───── Studientext ─────

Nilas Traum im Garten Eden
11.04.2024 Kinostart in Deutschland
Nilas Traum im Garten Eden
Regie: Niloufar Taghizadeh
Dokumentarfilm, 98 min, Farbe, Iran, 2023, FSK 12
Leyla und ihre sechsjährige Tochter Nila leben in der Heiligen Stadt Mashhad im Iran. Nila ist das Ergebnis einer Zeitehe, die es einem Mann erlaubt, mit einer Frau die Ehe einzugehen, auch wenn er bereits verheiratet ist. Kinder, die aus einer solchen Beziehung hervorgehen, sind rechtlich nicht existent. Solange der Vater das Kind nicht anerkennt, kann keine Geburtsurkunde ausgestellt werden, und Nila kann keine Schule besuchen. Der Dokumentarfilm schildert Leylas unermüdliche Bemühungen, Nilas Rechtsstatus zu klären, um ihr eine Perspektive für ihre Zukunft zu bieten. In einer nicht enden wollenden bürokratische Auseinandersetzung kämpft Leyla nicht nur gegen das Rechtssystem, sondern auch gegen eine verurteilende Gesellschaft.
Regisseurin Niloufar Taghizadeh hat diesen Film über drei Jahre zum Teil undercover gedreht, um die Geschichte von Nila und damit unzähligen undokumentierten Kindern im Iran zu erzählen, deren Existenz verleugnet wird.
Produktionsnotiz der Regisseurin.
Ich bin in Maschhad geboren und habe bis zu meinem 18. Lebensjahr dort gelebt. Leyla Biouk war eine Mitschülerin.

─────

Übersetzen Sie den folgenden Satz aus dem Text über den Dokumentarfilm „Nilas Traum im Garten Eden“ ins Englische: „Solange der Vater das Kind nicht anerkennt, kann keine Geburtsurkunde ausgestellt werden, und Nila kann keine Schule besuchen.“

───── Gegebene Angaben ─────

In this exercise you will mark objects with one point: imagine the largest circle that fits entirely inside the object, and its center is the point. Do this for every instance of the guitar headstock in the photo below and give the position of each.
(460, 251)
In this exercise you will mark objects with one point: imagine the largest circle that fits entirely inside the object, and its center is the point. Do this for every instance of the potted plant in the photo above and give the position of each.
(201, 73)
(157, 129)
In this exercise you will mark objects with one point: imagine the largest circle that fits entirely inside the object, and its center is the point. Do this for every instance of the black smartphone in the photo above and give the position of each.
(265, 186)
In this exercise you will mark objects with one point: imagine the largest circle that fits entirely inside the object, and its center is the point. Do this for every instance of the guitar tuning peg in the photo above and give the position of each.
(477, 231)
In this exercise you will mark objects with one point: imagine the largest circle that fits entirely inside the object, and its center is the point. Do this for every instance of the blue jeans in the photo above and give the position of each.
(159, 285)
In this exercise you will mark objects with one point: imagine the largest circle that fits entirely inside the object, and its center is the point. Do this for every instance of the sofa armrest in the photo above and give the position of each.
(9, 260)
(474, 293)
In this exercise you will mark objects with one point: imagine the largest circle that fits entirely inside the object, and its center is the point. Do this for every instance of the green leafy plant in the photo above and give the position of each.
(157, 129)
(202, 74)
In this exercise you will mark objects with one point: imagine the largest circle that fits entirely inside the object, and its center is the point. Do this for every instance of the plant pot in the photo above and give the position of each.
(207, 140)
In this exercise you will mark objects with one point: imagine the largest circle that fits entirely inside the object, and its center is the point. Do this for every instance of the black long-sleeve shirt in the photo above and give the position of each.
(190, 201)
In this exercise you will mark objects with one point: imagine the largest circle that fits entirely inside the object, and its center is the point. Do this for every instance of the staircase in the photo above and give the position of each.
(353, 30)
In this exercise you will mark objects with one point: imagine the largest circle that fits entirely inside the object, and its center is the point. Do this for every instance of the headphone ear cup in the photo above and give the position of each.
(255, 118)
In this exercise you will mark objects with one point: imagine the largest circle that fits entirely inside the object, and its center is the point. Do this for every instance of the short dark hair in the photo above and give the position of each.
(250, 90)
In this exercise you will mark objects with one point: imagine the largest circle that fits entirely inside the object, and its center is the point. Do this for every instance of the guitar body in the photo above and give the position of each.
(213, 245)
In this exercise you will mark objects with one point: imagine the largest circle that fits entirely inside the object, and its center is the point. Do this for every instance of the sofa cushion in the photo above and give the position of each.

─────
───── Gegebene Angaben ─────

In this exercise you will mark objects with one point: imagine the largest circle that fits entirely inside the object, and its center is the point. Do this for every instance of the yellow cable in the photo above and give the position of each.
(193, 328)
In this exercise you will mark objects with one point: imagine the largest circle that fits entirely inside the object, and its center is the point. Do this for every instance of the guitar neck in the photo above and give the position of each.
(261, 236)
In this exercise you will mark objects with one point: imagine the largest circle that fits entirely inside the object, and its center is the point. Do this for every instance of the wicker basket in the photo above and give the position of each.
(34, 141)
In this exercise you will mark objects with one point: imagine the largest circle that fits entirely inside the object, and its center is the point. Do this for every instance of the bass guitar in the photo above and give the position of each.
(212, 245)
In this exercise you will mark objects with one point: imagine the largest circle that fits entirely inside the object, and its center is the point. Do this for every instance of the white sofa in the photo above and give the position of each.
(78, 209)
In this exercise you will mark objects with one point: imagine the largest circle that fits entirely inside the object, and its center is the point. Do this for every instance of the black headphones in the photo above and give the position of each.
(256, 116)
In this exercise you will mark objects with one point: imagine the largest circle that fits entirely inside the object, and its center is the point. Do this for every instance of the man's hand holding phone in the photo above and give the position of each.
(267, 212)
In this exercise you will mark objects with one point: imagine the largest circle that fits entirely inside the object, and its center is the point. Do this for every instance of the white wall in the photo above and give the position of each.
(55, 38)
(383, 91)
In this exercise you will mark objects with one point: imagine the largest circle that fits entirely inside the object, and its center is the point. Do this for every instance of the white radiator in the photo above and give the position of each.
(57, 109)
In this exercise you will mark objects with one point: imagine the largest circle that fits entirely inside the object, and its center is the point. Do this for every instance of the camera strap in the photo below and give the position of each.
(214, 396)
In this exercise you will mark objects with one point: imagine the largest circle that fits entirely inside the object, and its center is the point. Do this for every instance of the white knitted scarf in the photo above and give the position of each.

─────

→ **Antwort zur Aufgabe**
As long as the father does not acknowledge the child, no birth certificate can be issued, and Nila cannot attend school.